**YOUR ASSIGNMENT:** Starting at the line that holds "TARGET: silver suv" and stopping at the line that holds "TARGET: concrete wall", restate the records below word for word, with both of those lines included.

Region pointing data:

[Start of section]

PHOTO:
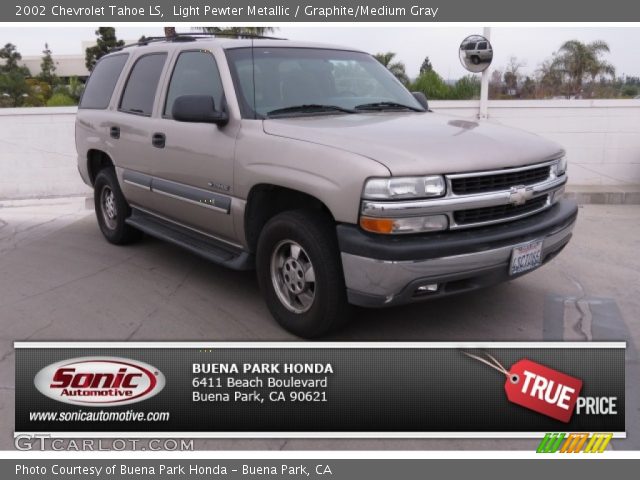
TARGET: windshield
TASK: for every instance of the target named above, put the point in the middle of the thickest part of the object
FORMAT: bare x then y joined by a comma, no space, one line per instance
312,78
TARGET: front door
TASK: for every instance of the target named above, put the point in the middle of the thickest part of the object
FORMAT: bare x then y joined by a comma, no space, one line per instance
193,162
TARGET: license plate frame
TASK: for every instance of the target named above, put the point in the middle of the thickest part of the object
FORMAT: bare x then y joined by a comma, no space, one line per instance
526,257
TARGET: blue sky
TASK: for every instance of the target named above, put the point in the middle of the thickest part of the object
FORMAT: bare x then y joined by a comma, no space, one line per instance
531,45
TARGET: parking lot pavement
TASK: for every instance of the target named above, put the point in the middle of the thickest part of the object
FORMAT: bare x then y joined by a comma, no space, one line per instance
59,280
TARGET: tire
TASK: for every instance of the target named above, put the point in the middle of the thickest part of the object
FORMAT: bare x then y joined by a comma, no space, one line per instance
112,209
300,273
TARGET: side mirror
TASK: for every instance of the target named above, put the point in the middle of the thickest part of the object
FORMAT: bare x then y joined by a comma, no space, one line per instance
198,109
422,100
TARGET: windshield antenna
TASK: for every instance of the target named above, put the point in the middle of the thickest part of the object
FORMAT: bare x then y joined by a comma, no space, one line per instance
253,72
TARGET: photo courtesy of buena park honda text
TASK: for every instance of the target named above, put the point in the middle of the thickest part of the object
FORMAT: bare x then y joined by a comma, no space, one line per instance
278,240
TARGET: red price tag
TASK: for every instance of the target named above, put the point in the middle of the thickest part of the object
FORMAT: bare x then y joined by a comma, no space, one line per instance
538,388
543,389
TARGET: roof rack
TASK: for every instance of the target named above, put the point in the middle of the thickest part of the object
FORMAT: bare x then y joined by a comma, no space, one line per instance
191,37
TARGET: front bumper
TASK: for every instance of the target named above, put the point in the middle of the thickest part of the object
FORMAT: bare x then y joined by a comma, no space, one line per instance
386,270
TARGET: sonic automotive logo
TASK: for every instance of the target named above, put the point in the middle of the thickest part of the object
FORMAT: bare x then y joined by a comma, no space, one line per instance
99,381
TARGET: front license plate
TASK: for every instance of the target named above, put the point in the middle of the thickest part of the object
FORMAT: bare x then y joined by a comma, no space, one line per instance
526,257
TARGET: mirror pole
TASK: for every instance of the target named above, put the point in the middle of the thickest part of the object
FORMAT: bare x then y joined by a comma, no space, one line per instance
484,85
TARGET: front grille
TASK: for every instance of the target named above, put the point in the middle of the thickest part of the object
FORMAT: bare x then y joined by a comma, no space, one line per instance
500,212
499,181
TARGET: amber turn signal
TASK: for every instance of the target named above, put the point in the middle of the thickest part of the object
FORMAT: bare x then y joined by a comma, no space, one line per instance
376,225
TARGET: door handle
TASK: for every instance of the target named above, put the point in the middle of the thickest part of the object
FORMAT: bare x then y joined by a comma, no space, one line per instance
158,140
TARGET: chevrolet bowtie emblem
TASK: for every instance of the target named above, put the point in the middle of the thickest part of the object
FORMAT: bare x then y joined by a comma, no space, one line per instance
520,194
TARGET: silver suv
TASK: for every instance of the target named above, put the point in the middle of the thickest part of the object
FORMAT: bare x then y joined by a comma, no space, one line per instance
315,166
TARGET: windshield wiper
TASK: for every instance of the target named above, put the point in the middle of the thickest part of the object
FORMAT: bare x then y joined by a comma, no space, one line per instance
379,106
309,108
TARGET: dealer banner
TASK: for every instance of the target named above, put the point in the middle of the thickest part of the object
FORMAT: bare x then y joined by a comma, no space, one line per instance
319,389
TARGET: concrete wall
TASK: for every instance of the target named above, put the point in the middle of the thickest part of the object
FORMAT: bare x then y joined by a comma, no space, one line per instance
602,139
37,153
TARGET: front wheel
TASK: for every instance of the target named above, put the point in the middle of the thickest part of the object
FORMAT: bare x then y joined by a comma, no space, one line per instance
300,273
112,209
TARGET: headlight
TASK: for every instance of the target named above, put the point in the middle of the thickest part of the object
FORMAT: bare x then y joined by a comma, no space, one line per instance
560,167
430,223
397,188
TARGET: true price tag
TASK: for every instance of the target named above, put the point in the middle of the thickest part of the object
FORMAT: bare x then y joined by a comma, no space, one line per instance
538,388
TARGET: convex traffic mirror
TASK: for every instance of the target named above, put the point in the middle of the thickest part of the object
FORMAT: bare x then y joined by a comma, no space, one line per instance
476,53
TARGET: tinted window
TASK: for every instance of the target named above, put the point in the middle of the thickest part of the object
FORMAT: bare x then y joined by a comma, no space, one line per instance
102,82
195,73
142,83
270,79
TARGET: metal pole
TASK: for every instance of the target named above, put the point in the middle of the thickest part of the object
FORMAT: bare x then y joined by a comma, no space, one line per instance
484,85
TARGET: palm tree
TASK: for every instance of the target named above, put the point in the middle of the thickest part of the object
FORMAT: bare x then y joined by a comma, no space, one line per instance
397,68
237,31
580,61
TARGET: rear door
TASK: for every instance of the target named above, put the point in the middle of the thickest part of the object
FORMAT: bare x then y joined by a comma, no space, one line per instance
193,162
132,128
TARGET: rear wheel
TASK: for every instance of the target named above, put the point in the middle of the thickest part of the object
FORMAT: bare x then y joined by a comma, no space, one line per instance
300,273
112,209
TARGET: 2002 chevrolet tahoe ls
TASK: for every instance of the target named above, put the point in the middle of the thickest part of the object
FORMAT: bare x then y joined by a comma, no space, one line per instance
314,165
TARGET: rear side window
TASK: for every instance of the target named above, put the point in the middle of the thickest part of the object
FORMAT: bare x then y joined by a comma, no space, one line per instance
140,90
102,82
195,73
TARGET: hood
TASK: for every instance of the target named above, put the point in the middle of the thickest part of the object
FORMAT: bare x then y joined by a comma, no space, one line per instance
419,143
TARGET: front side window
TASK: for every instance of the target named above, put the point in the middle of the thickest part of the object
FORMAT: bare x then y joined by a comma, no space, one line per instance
195,73
102,82
268,80
140,90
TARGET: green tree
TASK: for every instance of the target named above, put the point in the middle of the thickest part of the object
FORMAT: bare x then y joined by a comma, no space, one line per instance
549,79
580,62
426,65
397,68
61,100
48,68
106,41
11,57
432,85
14,88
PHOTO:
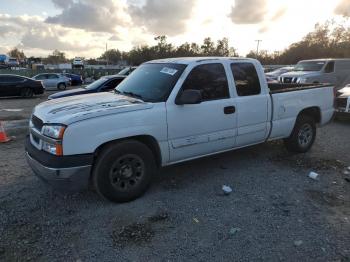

[End of section]

**TASK ANSWER:**
TARGET: silver suv
TASK: for every instance of the target named above, put the point in the middle of the thickest part of the object
FORMAT: bare x then y joined by a comma, no space, one line per instance
315,166
TARGET: windshield wiper
TASK: for every instance of the target named above, put the point in the middle of the thickest part of the object
FORMAT: bare x then y joined by a comma, no space, one line per instance
379,106
309,108
TARGET: dealer banner
TASK: for every instance of the target named above, put the point in the middle of the thickest part of the object
FORMAT: bare x then y joined by a comma, no space, one line per instance
319,389
TARGET: concrete wall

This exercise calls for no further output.